§ **EXCERPTED DATA**

========

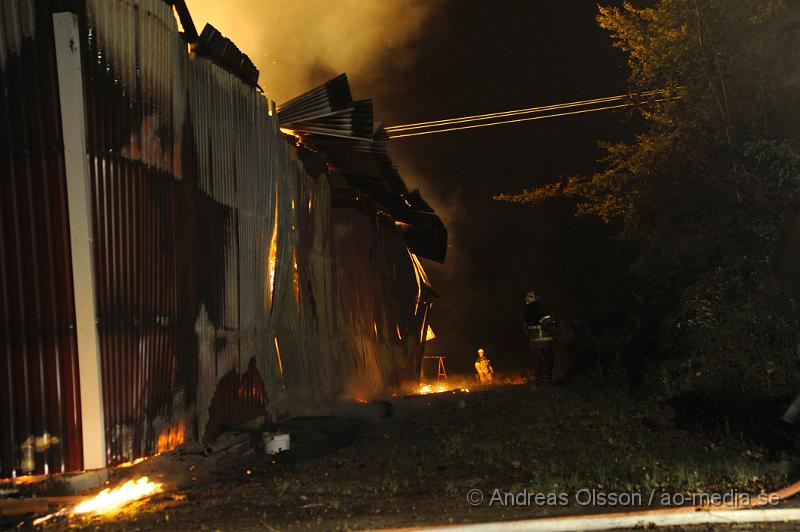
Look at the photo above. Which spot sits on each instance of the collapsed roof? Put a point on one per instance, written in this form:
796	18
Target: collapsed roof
342	130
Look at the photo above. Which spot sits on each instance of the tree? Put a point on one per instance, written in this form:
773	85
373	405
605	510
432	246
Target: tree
701	192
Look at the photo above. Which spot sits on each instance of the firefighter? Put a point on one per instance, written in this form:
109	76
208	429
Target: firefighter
483	367
540	327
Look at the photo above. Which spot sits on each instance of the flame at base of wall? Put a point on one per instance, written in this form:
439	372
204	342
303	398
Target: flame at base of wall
108	501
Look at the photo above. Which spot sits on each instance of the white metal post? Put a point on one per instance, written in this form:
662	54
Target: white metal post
73	122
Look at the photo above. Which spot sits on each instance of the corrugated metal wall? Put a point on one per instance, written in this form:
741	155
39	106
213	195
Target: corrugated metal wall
227	283
39	404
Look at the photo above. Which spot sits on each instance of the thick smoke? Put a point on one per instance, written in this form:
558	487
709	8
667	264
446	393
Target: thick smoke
297	44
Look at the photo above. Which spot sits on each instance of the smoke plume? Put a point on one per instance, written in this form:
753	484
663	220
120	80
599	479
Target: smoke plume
297	44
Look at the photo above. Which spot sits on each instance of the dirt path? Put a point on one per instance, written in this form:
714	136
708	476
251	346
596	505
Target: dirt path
553	445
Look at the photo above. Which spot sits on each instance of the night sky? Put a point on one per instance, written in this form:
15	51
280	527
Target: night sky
477	57
432	59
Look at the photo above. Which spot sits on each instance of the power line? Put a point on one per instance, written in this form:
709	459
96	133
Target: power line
420	125
526	119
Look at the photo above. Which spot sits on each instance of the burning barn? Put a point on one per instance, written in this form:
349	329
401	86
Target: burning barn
178	255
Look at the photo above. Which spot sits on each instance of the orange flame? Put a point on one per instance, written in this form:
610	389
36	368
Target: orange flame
171	437
111	500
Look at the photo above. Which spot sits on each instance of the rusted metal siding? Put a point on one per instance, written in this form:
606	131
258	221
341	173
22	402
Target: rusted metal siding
190	180
39	403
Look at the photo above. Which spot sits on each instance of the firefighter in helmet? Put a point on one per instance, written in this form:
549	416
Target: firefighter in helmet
540	328
483	367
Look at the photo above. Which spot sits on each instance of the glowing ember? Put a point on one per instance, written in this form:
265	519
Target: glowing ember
171	438
132	463
112	500
109	500
437	388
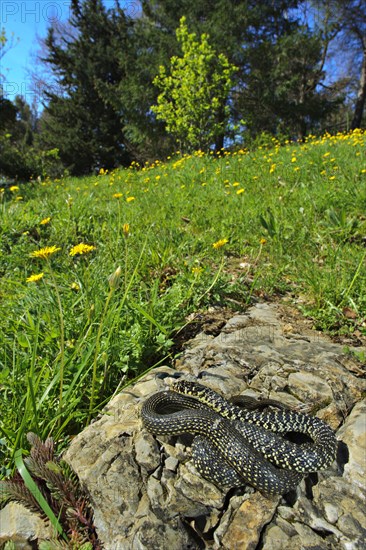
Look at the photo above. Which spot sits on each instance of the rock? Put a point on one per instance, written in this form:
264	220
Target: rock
248	521
146	492
21	527
353	434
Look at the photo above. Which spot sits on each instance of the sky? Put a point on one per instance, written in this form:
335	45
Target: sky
25	21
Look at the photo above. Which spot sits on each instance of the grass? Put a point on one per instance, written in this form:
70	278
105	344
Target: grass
163	241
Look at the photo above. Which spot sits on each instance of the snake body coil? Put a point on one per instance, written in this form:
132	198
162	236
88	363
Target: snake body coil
233	446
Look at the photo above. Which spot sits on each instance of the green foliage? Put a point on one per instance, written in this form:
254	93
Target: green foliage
193	98
48	486
85	121
192	232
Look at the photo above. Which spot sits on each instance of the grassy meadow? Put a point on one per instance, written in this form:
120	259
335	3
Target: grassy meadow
98	274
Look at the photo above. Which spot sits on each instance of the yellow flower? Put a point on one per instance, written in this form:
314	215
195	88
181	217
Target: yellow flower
220	243
35	278
44	253
81	249
115	278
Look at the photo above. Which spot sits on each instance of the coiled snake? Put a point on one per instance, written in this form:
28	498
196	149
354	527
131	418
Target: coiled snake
234	446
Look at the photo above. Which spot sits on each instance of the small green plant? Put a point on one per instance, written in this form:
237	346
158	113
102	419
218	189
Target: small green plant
47	486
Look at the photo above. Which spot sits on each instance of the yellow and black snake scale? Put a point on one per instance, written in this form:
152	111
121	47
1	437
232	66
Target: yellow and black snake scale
234	446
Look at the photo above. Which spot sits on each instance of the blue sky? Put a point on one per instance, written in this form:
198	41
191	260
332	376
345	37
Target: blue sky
25	21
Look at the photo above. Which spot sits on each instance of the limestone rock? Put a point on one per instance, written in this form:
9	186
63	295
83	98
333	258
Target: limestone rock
146	492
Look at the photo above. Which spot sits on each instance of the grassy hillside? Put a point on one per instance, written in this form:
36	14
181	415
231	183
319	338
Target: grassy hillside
97	274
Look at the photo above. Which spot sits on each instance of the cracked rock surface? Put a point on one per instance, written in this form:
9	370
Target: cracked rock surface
146	492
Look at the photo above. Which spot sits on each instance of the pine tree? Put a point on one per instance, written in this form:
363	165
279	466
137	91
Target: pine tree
83	119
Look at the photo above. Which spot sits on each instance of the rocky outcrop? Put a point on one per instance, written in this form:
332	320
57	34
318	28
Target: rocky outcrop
146	492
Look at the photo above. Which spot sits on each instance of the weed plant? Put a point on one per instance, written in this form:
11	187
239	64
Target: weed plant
98	273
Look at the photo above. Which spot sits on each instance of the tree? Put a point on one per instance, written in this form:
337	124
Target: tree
83	119
343	24
194	95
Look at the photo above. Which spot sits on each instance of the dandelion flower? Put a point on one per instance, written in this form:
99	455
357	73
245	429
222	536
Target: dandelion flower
220	243
35	278
81	249
44	253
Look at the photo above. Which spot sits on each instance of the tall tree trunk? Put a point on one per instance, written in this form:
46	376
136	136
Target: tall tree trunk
361	96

========

All the data above is to be transcribed exactly, with no pictures included.

§ **EXERCISE SOLUTION**
Look at the photo above. Which spot sits on each instance of the collapsed roof? Put a point on one per instance, written in this form:
796	18
Target: collapsed roof
342	130
Look at the photo above. Which spot sits on each instance of the tree? Put a point on one per instance, written in this form:
773	85
373	405
605	510
432	246
Target: tree
701	192
Look at the photo above. Which spot sits on each instance of the firefighter? Put a point on one per instance, written in this form:
109	76
208	429
Target: firefighter
483	367
540	327
Look at the photo above. Which spot sits on each instance of the flame at base of wall? Put a point on one per instance, written in this form:
439	372
204	342
303	398
Target: flame at base of wall
108	501
Look at the photo above. Which spot sits on each instance of the white metal post? Put a point on one per instance, written in this form:
662	54
Target: white metal post
73	122
Look at the photo above. Which spot sits on each instance of the corrugated metal wall? Put a point on one per instance, written in this form:
741	155
39	106
213	195
Target: corrugated metal wall
227	283
39	404
Look at the photo above. Which spot sits on each instance of the thick smoke? Put a point on one per instance, written in this form:
558	487
709	8
667	264
446	393
Target: thick smoke
297	44
Look at the photo above. Which spot sits on each instance of the smoke plume? Put a point on one per instance, written in this form:
753	484
663	220
120	80
599	479
Target: smoke plume
297	44
Look at the photo above. Which spot sits on each instance of the dirt path? Put a point on one per instance, written in this form:
714	136
708	476
251	346
596	505
Target: dirt path
553	445
Look at the photo above. Which spot sits on each instance of the night sky? Put a point on one per instance, written in this form:
15	51
280	527
Target: night sky
477	57
432	59
Look at the photo above. Which spot sits on each instance of the power line? Put a point on one per instance, written in this form:
709	459
96	133
Target: power line
420	125
526	119
Look at the photo above. Which spot sits on each instance of the burning barn? Put a point on one per instance, written in this form:
349	329
401	86
Target: burning barn
178	255
Look at the photo above. Which spot sits on each instance of the orange flame? Put a point on one per instance, written in this form:
610	389
36	368
Target: orange flame
171	437
111	500
Look at the photo above. Which spot sits on each instance of the rusted metal siding? Put a point on one per instance, written in this form:
606	131
258	221
341	173
22	402
Target: rusted metal siding
190	180
39	403
Look at the photo above. Which spot sits on each instance of the firefighter in helmet? Put a point on one per instance, written in this form:
549	416
Target: firefighter in helmet
540	328
483	367
Look at the photo above. Which spot sits on each instance of the glowing ember? Put a point on one per instance, written in this form:
265	519
Target: glowing ember
171	438
132	463
112	500
109	500
437	388
Look at the photo above. Which spot sits on each instance of the rock? Put a point on one per instance, written in this form:
264	220
Target: rock
248	521
146	492
21	527
353	434
Look at the photo above. Which spot sits on each instance of the sky? Put a point on one per instance, written in this form:
335	45
Target: sky
25	21
Look at the photo above. Which spot sits on each instance of the grass? Put a point on one per instance, written in this form:
70	278
105	344
Target: grass
163	241
Look at the photo above. Which spot sits on each instance of the snake body coil? Put a point on one per instance, written in this form:
132	198
162	236
88	363
Target: snake body coil
233	446
Look at the photo above. Which spot sits on each instance of the green foliage? Put a point on one per instance, written in this form:
254	93
Target: green foliage
193	98
48	486
85	121
192	232
Look at the photo above. Which spot sits on each instance of the grassy meadow? Put a point on one per instance, written in this form:
120	259
335	3
Target: grassy meadow
98	274
Look at the photo above. Which spot sits on each instance of the yellow flower? Put a point on one per instance, written in this form:
314	215
195	88
181	217
Target: yellow flower
220	243
35	278
44	253
81	249
115	278
Look at the photo above. Which spot sits on each instance of the coiled snake? Put a point on one per instance, written in this form:
28	498
196	149
354	527
131	418
Target: coiled snake
234	446
Look at the photo above. Which spot sits on each instance of the small green plant? Put a point on one per instance, written in this form:
237	346
158	113
102	419
218	189
Target: small green plant
47	486
Look at the photo above. Which spot sits on each instance of the yellow and black snake scale? Put a point on one per instance, written in this form:
152	111
121	47
1	437
232	66
Target: yellow and black snake scale
234	446
Look at the photo above. Which spot sits on each instance of the blue sky? Put a point on one per instance, written in this form:
198	41
191	260
332	376
345	37
Target: blue sky
25	21
Look at the photo above. Which spot sits on each instance of the limestone rock? Put a point on one per instance, written in this form:
9	186
63	295
83	98
333	258
Target: limestone rock
146	492
Look at the photo above. Which spot sits on each instance of the grassy hillside? Put a point on one per instance, written in this form:
36	14
181	415
231	183
319	338
Target: grassy hillside
97	274
Look at the photo above. Which spot sits on each instance of the cracked rock surface? Put a point on one per instance, written in this form:
9	370
Target: cracked rock surface
146	492
Look at the photo above. Which spot sits on each instance of the pine tree? Put a point on one per instance, written in this form:
363	165
279	466
137	91
Target: pine tree
83	119
Look at the photo above. Which spot sits on each instance of the rocky outcrop? Put a point on one per instance, written in this form:
332	320
57	34
318	28
Target: rocky outcrop
146	492
Look at the photo above. Which spot sits on each instance of the weed plant? Put a point on one per instance, written in this form:
11	187
239	64
Target: weed plant
98	273
Look at the photo above. Which spot sits on each instance of the tree? Put a point on one per instance, written in this form:
337	124
Target: tree
83	119
343	24
194	95
Look at the photo above. Which spot sits on each instance of the dandelion flower? Put a point on one per instance, written in this form:
99	455
357	73
245	429
222	536
Target: dandelion flower
220	243
35	278
81	249
44	253
Look at the photo above. Which spot sits on each instance of the tall tree trunk? Put a point on one per instance, written in this form:
46	376
136	136
Target: tall tree trunk
361	96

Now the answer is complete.